• Text:
---

Showing posts with label Guy Adams. Show all posts
Showing posts with label Guy Adams. Show all posts

Thursday, January 1, 2015

For a Few Souls More by Guy Adams


Title: For a Few Souls More
Author: Guy Adams
Publisher: Solaris
Rating: WARTY!


DISCLOSURE: Unlike the majority of reviews in this blog, I've neither bought this book nor borrowed it from the library. This is a "galley" copy ebook, supplied by Net Galley. I'm not receiving (nor will I expect to receive or accept) remuneration for this review. The chance to read a new book is often enough reward aplenty!

This is the inaptly-named book three in a trilogy, at least the last two volumes of which are named after two movies in the "spaghetti" western trilogy which brought Clint Eastwood to major stardom in the sixties, with the movie title's use of 'dollars' replaced by 'souls' in the book titles. Other than that play on words, the stories here have nothing whatsoever in common with those classic movies.

---

• Exercise materials:
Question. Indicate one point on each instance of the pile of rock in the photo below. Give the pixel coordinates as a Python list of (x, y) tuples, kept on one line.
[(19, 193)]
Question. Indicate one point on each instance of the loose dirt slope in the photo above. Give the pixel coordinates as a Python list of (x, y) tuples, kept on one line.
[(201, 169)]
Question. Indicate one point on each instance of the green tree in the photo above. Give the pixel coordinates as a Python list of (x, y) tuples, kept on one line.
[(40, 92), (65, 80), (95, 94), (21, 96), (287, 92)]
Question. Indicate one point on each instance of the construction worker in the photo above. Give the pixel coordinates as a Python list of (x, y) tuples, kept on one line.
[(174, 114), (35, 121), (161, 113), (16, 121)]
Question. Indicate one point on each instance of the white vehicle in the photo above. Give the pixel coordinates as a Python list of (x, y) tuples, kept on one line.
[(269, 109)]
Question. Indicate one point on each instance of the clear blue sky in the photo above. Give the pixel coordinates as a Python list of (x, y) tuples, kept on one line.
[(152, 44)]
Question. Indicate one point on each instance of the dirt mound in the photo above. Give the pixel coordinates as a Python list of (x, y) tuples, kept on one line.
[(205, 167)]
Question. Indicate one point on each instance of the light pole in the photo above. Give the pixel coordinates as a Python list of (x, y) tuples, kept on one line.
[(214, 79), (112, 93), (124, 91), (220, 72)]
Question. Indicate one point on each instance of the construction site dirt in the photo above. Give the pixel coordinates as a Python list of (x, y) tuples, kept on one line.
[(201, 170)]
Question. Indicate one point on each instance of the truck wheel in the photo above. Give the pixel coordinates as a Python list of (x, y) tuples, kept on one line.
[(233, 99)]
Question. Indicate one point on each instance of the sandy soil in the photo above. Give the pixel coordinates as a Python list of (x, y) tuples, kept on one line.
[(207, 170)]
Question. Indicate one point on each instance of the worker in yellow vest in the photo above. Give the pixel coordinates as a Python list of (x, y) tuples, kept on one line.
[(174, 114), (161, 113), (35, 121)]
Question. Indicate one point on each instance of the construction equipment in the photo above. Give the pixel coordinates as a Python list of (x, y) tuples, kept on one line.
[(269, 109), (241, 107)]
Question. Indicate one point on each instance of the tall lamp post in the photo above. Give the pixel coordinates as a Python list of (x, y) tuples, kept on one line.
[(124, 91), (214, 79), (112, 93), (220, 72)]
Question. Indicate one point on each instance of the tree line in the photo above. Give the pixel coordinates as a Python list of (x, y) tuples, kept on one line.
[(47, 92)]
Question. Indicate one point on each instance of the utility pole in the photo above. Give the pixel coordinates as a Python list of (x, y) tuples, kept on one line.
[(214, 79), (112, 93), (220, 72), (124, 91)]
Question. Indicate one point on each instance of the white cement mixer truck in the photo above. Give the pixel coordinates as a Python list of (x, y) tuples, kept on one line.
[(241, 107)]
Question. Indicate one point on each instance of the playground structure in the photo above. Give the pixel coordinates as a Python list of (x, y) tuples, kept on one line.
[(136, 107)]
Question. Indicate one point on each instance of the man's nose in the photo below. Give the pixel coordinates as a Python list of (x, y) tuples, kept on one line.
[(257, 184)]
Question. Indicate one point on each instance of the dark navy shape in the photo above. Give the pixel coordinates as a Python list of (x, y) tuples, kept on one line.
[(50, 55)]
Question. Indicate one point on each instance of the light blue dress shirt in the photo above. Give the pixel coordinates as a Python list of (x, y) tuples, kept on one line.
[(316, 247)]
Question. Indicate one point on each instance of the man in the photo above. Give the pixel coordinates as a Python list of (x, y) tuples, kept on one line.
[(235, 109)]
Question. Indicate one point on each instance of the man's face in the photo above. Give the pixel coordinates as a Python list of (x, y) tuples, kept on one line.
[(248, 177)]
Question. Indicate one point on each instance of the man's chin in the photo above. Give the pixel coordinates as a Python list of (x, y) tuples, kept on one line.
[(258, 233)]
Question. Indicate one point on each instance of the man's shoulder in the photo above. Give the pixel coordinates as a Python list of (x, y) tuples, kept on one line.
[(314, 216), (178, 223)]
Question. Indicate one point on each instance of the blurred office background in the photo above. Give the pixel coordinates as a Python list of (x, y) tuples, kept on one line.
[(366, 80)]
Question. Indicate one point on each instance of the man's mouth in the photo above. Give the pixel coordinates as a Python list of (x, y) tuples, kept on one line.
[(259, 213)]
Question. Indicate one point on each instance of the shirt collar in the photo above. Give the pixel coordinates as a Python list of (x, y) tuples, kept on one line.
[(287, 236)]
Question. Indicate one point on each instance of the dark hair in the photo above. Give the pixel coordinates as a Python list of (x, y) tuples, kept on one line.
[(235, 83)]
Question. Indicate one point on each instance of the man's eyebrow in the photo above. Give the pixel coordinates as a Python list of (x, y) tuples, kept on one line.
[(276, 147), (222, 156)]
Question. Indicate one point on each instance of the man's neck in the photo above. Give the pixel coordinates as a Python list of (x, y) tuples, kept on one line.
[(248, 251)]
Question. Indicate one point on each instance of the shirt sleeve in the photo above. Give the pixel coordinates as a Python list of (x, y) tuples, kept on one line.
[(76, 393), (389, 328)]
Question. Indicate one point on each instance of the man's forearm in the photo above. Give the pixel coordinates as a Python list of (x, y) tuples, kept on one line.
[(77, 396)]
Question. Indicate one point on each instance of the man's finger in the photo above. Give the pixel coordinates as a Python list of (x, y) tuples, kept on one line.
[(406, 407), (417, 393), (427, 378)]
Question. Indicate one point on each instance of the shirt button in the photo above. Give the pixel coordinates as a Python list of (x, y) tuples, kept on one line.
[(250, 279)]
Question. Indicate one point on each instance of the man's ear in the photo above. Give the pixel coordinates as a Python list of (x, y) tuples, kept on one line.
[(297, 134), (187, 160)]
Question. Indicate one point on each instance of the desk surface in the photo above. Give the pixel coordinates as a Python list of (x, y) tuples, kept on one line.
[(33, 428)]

---

• Required actions:
1. Could you give the entries from the line with "the white cement" to the line with "[(241, 107)]" again, swapping "cement mixer truck" for "concrete truck" and leaving everything else unchanged?
2. Can you carry on the review of For a Few Souls More, picking up right after its last sentence?

• Exercise answers:
1.
Question. Indicate one point on each instance of the white concrete truck in the photo above. Give the pixel coordinates as a Python list of (x, y) tuples, kept on one line.
[(241, 107)]

2.
I wasn't really sure what to expect going into this. The blurb made it sound interesting, but that just means that the blurb did its job in luring me in. It doesn’t mean that the blurb informed at all as to what this story is actually about. One thing I did expect when I began this, was that I'd get a coherent story, which I could follow and which made sense, but this isn't what was delivered. I freely admit that this might well have been because I'd missed the earlier volumes.

In fact, I rather quickly got the strong feeling that I needed to have read both previous volumes before I embarked upon this one, because what were to me random characters began showing up anew in each chapter with no information about who they were or what they were doing or why, or what connection they had to anything or anyone else. There was no back-story - which is a good thing if the only alternative is huge info-dumps, but a really bad thing if the reader hasn't read the previous material, or has read it so long ago that details have been forgotten.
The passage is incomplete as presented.